Items from a pointing dataset:
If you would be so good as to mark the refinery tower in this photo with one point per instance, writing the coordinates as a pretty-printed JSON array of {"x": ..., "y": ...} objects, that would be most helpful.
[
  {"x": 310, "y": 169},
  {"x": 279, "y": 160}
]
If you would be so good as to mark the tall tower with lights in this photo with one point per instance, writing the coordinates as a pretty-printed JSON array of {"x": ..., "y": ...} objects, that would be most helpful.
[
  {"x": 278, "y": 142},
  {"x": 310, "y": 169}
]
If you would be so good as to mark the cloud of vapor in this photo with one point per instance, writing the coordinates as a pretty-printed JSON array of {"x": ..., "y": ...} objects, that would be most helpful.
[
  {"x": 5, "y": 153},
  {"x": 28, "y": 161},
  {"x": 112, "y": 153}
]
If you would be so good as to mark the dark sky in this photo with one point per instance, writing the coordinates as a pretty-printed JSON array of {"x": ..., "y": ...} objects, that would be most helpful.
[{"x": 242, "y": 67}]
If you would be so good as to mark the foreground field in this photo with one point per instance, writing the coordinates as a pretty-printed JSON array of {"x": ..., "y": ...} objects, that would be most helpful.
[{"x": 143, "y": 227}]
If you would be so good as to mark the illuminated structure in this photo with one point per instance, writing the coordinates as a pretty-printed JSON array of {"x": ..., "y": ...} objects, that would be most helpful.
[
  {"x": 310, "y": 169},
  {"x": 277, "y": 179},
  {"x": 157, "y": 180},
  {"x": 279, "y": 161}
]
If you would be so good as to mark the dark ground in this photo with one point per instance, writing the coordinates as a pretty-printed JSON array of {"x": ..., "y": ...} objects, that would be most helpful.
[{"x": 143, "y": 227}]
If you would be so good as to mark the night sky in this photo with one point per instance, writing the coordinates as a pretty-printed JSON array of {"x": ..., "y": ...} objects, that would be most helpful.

◆ Do this ◆
Reproduce each of the items above word for word, without altering any character.

◆ Result ◆
If you would be so good as to mark the refinery tower in this photo with one point per instance, writing the coordinates as a pretty-printed JSON array of {"x": ..., "y": ...} objects, that would be most helpful.
[
  {"x": 310, "y": 169},
  {"x": 279, "y": 160}
]
If you would be so good as to mark the tall tower with lights in this photo with one point per instance, writing the coordinates as a pretty-printed JSON array of {"x": ..., "y": ...} objects, that would be most helpful.
[
  {"x": 278, "y": 142},
  {"x": 310, "y": 169}
]
If you would be so good as to mark the cloud of vapor in this photo with one point per instance, writing the coordinates as a pretty-printed JSON array of {"x": ..., "y": ...} objects, that would be most helpful.
[
  {"x": 5, "y": 153},
  {"x": 28, "y": 161},
  {"x": 112, "y": 153}
]
If you would be so good as to mark the dark sky in this photo with one point per instance, writing the coordinates as a pretty-printed JSON array of {"x": ..., "y": ...} objects, that would be most helpful.
[{"x": 242, "y": 67}]
If you would be so good as to mark the foreground field in this photo with one point per instance, writing the coordinates as a pretty-printed JSON array of {"x": ..., "y": ...} objects, that would be most helpful.
[{"x": 143, "y": 227}]
If you would be so good as to mark the illuminated structure in this photo with one point per instance, writing the coordinates as a pretty-printed JSON array of {"x": ..., "y": ...} objects, that would be most helpful.
[
  {"x": 310, "y": 169},
  {"x": 277, "y": 179},
  {"x": 157, "y": 180},
  {"x": 279, "y": 161}
]
If you would be so good as to mark the dark ground in this photo with one point per instance, writing the coordinates as a pretty-printed JSON array of {"x": ..., "y": ...} objects, that would be most helpful.
[{"x": 143, "y": 227}]
If you would be so good as to mark the night sky in this photo with one point per instance, writing the coordinates as a pretty-printed JSON array of {"x": ..., "y": ...} objects, that would be most helpful.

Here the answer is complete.